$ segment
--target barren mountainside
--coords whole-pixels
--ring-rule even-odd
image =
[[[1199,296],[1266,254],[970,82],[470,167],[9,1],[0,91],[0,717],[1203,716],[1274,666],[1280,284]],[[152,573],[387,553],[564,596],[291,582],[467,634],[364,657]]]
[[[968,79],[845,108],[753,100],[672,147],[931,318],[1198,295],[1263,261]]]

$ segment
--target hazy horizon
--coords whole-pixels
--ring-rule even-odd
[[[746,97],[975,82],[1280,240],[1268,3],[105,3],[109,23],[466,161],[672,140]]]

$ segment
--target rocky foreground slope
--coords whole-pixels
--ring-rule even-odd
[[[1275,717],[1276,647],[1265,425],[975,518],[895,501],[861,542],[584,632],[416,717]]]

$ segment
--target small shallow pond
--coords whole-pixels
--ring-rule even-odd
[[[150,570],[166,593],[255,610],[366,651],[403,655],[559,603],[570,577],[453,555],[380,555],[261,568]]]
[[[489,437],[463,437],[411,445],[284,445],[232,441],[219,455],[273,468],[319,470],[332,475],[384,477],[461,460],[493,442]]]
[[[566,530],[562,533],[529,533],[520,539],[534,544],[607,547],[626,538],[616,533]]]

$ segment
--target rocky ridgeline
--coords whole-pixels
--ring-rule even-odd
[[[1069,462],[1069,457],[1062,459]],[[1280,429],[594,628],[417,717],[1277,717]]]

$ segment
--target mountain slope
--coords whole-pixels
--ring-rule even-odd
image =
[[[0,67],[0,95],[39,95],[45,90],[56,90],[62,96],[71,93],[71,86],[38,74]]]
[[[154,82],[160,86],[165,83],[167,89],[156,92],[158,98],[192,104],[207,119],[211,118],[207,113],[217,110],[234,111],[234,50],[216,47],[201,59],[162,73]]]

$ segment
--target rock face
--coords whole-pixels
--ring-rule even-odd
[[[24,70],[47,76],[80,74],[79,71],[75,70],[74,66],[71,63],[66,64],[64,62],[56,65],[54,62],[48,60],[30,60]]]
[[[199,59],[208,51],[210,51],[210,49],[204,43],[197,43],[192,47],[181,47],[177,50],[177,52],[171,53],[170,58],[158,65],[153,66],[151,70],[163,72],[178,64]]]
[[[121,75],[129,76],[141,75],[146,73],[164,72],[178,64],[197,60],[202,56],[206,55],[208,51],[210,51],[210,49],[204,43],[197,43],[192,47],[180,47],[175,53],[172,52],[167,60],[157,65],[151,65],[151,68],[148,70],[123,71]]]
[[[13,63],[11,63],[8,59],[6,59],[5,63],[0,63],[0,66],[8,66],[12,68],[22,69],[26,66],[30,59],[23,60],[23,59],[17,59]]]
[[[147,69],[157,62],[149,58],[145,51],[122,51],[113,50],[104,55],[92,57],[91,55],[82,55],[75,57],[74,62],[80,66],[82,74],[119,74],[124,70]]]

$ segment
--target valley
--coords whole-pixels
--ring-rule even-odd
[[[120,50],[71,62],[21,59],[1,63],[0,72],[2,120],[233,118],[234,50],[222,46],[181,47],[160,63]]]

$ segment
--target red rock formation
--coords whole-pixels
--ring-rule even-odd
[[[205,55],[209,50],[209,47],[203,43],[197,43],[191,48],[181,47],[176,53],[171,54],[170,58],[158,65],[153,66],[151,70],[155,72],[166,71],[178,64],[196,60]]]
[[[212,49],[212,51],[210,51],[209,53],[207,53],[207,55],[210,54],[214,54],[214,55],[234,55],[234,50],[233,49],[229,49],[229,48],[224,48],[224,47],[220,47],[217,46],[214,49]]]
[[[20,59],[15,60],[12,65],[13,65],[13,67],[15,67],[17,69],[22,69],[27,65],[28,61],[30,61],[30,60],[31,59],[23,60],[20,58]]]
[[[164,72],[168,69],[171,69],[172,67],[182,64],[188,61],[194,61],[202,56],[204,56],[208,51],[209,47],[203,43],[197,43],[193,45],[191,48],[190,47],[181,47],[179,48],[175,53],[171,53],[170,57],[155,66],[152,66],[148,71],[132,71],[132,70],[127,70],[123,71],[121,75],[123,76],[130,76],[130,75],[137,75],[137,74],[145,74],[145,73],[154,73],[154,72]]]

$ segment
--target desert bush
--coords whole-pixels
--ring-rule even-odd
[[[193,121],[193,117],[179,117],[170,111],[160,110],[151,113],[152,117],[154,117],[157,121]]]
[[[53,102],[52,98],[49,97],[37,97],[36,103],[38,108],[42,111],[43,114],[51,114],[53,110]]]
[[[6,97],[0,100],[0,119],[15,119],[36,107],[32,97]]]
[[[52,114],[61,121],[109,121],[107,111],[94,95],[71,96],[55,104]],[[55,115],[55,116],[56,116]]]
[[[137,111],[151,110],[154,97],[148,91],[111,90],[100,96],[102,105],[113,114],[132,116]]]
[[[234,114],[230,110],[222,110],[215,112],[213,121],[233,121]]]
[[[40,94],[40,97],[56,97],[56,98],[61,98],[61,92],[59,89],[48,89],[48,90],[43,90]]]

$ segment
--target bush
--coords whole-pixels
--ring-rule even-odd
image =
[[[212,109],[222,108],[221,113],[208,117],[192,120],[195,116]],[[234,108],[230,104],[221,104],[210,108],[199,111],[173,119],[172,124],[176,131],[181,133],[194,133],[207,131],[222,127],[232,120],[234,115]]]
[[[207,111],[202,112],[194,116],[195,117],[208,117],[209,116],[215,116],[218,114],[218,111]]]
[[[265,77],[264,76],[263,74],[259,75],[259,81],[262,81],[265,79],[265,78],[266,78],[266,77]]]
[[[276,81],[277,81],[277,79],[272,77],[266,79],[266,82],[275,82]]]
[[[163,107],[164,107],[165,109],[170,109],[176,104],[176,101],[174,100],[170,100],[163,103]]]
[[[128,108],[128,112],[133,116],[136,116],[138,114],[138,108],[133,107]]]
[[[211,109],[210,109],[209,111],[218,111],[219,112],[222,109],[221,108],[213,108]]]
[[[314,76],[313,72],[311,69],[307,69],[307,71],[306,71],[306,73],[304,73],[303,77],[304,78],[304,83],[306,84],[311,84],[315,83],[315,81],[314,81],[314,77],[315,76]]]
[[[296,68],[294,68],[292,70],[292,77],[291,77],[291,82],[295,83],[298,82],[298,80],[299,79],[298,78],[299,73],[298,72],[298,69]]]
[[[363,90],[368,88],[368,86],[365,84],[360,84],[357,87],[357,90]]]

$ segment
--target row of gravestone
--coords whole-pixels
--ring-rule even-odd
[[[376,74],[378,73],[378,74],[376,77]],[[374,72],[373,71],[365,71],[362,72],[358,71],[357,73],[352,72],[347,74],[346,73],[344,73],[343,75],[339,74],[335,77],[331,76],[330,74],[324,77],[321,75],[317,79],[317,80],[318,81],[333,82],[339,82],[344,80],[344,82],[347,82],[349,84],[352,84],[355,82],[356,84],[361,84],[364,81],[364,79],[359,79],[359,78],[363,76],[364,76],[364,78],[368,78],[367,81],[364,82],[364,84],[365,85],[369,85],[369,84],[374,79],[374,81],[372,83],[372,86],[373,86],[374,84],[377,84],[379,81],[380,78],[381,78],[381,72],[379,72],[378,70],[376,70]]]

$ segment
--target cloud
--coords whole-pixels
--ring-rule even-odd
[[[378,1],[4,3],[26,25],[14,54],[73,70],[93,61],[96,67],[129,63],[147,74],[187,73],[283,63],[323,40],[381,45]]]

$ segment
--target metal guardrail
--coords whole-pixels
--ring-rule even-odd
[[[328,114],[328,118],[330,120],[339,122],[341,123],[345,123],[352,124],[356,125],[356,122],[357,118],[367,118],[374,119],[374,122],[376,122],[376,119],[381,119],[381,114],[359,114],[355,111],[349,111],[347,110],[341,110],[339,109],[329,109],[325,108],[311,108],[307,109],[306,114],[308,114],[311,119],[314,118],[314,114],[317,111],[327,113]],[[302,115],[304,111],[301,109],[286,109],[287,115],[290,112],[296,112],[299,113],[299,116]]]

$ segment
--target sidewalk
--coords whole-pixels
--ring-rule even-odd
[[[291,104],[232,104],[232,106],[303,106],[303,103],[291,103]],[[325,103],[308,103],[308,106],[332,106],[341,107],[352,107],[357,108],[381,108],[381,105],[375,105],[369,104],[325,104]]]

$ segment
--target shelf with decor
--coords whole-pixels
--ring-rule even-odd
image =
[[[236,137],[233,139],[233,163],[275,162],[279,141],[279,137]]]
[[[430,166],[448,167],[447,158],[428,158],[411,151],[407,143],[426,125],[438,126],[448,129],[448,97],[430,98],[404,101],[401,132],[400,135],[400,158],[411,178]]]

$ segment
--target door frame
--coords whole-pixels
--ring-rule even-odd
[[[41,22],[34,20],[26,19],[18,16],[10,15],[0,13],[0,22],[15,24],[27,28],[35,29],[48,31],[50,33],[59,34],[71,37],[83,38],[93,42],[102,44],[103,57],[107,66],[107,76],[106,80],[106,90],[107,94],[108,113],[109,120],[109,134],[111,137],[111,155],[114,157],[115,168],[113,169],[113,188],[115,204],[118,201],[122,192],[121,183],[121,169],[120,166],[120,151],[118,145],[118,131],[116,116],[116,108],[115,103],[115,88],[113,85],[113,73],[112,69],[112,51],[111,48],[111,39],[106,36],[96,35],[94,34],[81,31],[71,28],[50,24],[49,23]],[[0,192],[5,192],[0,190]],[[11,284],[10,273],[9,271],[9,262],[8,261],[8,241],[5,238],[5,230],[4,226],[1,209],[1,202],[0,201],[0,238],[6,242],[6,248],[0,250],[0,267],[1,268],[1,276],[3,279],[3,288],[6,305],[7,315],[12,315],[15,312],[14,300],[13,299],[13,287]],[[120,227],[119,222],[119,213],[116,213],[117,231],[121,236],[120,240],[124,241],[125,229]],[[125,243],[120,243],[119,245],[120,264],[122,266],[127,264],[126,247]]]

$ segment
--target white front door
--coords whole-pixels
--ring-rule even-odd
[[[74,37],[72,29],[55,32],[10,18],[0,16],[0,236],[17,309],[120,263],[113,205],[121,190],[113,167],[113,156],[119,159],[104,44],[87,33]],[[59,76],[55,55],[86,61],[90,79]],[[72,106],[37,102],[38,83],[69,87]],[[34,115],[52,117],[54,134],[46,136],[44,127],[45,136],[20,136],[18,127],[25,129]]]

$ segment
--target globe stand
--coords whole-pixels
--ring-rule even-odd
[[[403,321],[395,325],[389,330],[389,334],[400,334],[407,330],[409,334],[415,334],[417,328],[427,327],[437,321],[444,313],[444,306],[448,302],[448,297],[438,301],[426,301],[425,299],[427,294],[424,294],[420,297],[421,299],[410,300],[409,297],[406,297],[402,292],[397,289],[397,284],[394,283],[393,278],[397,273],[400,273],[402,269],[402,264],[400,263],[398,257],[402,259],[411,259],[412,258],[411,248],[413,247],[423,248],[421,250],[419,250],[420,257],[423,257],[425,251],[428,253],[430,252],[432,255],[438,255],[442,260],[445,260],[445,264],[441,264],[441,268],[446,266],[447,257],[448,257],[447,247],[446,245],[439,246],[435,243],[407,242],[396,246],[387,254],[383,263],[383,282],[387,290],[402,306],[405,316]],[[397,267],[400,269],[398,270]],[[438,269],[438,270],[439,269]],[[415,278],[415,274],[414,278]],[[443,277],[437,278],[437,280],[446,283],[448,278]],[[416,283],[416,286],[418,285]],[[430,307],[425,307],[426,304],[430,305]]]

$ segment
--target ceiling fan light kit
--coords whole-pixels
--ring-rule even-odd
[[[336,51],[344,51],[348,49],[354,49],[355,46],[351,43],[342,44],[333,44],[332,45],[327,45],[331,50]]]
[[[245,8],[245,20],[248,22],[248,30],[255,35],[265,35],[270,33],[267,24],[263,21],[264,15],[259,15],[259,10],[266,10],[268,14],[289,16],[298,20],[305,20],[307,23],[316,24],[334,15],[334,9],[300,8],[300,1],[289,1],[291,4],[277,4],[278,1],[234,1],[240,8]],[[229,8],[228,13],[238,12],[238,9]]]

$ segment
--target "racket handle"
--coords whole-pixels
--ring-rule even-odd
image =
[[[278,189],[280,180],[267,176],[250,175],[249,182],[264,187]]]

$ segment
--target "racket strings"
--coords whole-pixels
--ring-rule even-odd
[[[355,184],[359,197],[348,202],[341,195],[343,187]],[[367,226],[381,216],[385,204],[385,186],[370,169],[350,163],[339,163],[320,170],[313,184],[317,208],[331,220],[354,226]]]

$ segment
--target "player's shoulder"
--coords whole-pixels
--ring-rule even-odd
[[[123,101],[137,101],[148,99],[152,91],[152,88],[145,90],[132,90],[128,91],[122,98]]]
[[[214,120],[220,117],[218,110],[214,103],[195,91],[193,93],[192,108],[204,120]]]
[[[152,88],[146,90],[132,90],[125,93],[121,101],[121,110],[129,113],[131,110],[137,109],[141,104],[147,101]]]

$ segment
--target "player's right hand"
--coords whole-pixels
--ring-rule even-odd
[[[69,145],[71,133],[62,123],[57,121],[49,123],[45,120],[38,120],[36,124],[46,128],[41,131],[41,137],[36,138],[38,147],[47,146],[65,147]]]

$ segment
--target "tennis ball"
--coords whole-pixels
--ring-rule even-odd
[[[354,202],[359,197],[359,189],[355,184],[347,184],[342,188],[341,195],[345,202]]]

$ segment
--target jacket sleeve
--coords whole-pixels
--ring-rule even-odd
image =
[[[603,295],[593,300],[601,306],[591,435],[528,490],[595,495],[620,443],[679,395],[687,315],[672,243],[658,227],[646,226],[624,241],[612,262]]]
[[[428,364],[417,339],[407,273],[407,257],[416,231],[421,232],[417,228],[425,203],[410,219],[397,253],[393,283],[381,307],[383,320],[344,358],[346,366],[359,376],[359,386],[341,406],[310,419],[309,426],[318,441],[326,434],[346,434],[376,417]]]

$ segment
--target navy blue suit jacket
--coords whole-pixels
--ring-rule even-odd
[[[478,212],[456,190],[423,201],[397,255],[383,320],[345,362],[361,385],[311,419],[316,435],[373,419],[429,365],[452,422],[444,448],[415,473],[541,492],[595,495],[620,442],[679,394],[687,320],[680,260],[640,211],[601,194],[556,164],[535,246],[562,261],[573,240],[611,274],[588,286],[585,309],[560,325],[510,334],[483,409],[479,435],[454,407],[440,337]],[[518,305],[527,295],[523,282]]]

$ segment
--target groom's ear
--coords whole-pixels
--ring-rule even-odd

━━━━

» Problem
Tally how many lines of the items above contain the string "door", and reply with only that number.

» Written reply
2